WORK ORDER -
An exact copy of every record is needed.

Point-per-instance localization data
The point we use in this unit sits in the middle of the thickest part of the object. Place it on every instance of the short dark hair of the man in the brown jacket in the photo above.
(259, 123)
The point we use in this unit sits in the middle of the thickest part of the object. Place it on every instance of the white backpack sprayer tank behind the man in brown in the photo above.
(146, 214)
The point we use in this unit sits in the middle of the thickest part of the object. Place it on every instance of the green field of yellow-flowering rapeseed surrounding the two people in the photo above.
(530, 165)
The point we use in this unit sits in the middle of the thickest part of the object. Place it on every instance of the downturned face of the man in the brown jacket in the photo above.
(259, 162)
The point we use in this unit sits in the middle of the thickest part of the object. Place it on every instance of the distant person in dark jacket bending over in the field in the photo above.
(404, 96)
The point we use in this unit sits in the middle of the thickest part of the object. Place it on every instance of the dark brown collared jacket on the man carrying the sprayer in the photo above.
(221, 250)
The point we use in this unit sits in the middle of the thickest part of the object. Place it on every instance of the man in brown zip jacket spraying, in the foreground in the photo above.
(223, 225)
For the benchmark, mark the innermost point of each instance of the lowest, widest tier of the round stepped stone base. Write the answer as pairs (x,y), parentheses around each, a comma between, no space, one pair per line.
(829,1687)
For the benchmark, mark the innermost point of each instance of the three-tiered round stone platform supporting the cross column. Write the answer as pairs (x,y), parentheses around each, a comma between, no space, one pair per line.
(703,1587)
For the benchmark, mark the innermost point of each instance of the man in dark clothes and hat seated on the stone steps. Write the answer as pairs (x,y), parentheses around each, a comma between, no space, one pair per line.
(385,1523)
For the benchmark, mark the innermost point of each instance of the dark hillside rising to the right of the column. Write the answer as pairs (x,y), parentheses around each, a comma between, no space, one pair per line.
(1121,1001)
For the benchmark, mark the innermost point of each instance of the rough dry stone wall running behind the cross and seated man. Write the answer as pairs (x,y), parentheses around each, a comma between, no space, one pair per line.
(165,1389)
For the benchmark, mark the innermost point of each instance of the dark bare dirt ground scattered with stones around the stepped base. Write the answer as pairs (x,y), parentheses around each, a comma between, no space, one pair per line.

RESPONSE TO THIS EXERCISE -
The point we use in this unit sits in the middle of the thickest part of the object. Place it on every instance of the short dark hair of the man in the brown jacket in the photo above.
(259, 123)
The point we use in this unit sits in the middle of the thickest part of the object. Place it on every instance of the white backpack sprayer tank behind the man in brown in the photo above.
(146, 214)
The point we use in this unit sits in the middle of the thickest part of the object. Place it on every instance of the green field of yellow-flowering rapeseed surrounding the two people in the photo above.
(530, 165)
The point we use in this unit sits in the middle of the thickest part of the object. Place it on every instance of the downturned face of the man in the brown jacket in the photo above.
(259, 162)
The point we use in this unit sits in the middle of the thickest part of the object. Place it on every instance of the distant person in dark jacket bending over in the field in the photo above.
(404, 96)
The point we use in this unit sits in the middle of the thickest part of the object. Place it on every instance of the dark brown collared jacket on the man carrying the sprayer in the photo above.
(221, 250)
The point we use in this unit sits in the middle of the thickest part of the object. Place it on every instance of the man in brown zip jacket spraying, in the foreground in the photo above.
(223, 225)
For the benchmark, mark the innermost point of each instance of the lowest, widest tier of the round stepped stone base. Write the answer as pairs (x,y), parentheses around each, a comma between, no space, one pair per line.
(829,1687)
For the benchmark, mark the innermost point of each instance of the three-tiered round stone platform supporting the cross column. Write the answer as pairs (x,y), parentheses around each, a comma between, no space, one pair per line.
(703,1587)
For the benchmark, mark the innermost point of each instance of the man in dark clothes and hat seated on the stone steps. Write the answer as pairs (x,y), parentheses around each, a comma between, no space, one pair per line.
(385,1523)
For the benchmark, mark the innermost point of each instance of the dark hillside rising to the right of the column. Write the answer as pairs (x,y), parentheses around each, a comma between, no space, one pair per line.
(1121,1001)
For the benchmark, mark the innermost point of each instance of the rough dry stone wall running behind the cross and seated man. Write the answer as pairs (x,y), parentheses around each, a comma between, no space, one pair per line.
(165,1389)
For the benchmark, mark the innermost point of each instance of the dark bare dirt ground scattered with stones around the stepped base. Write the answer as pairs (x,y), parentheses around each, a comma between, no space, one pair per line.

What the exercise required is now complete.